> _ABOUT THIS TASK_
In the material below, find all lines with the string "clicks" and copy them.

> _RAW DATA_
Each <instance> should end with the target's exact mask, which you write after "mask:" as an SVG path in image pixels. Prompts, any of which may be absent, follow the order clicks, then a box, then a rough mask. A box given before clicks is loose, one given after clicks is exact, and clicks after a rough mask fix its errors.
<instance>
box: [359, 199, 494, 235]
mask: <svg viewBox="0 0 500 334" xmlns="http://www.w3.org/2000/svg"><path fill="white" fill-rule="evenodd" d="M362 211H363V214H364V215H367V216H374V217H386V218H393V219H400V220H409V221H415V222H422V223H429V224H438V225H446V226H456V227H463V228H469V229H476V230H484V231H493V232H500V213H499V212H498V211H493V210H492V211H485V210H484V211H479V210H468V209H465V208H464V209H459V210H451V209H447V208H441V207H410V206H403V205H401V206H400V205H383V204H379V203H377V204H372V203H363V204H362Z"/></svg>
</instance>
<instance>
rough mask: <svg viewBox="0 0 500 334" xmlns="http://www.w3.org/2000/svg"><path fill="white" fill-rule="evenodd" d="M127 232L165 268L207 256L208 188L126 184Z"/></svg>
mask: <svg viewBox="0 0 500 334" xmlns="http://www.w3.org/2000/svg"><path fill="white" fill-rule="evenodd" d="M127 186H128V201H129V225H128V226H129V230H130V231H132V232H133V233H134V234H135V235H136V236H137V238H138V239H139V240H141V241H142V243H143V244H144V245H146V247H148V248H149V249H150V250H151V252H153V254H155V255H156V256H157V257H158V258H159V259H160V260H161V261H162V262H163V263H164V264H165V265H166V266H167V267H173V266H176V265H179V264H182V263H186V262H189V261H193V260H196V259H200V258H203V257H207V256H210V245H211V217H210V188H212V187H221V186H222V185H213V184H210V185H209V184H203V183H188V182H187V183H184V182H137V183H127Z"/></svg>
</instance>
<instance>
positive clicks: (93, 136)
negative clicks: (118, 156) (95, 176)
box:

> _WRITTEN RESPONSE_
Each <instance> should end with the target's exact mask, which you write after "mask:" as an SVG path in image pixels. Prompts, any of which may be absent, follow the order clicks, then a box, then a rough mask. A box given before clicks is loose, one given after clicks is exact, and clicks after a rough mask fix its errors.
positive clicks: (93, 136)
negative clicks: (118, 156) (95, 176)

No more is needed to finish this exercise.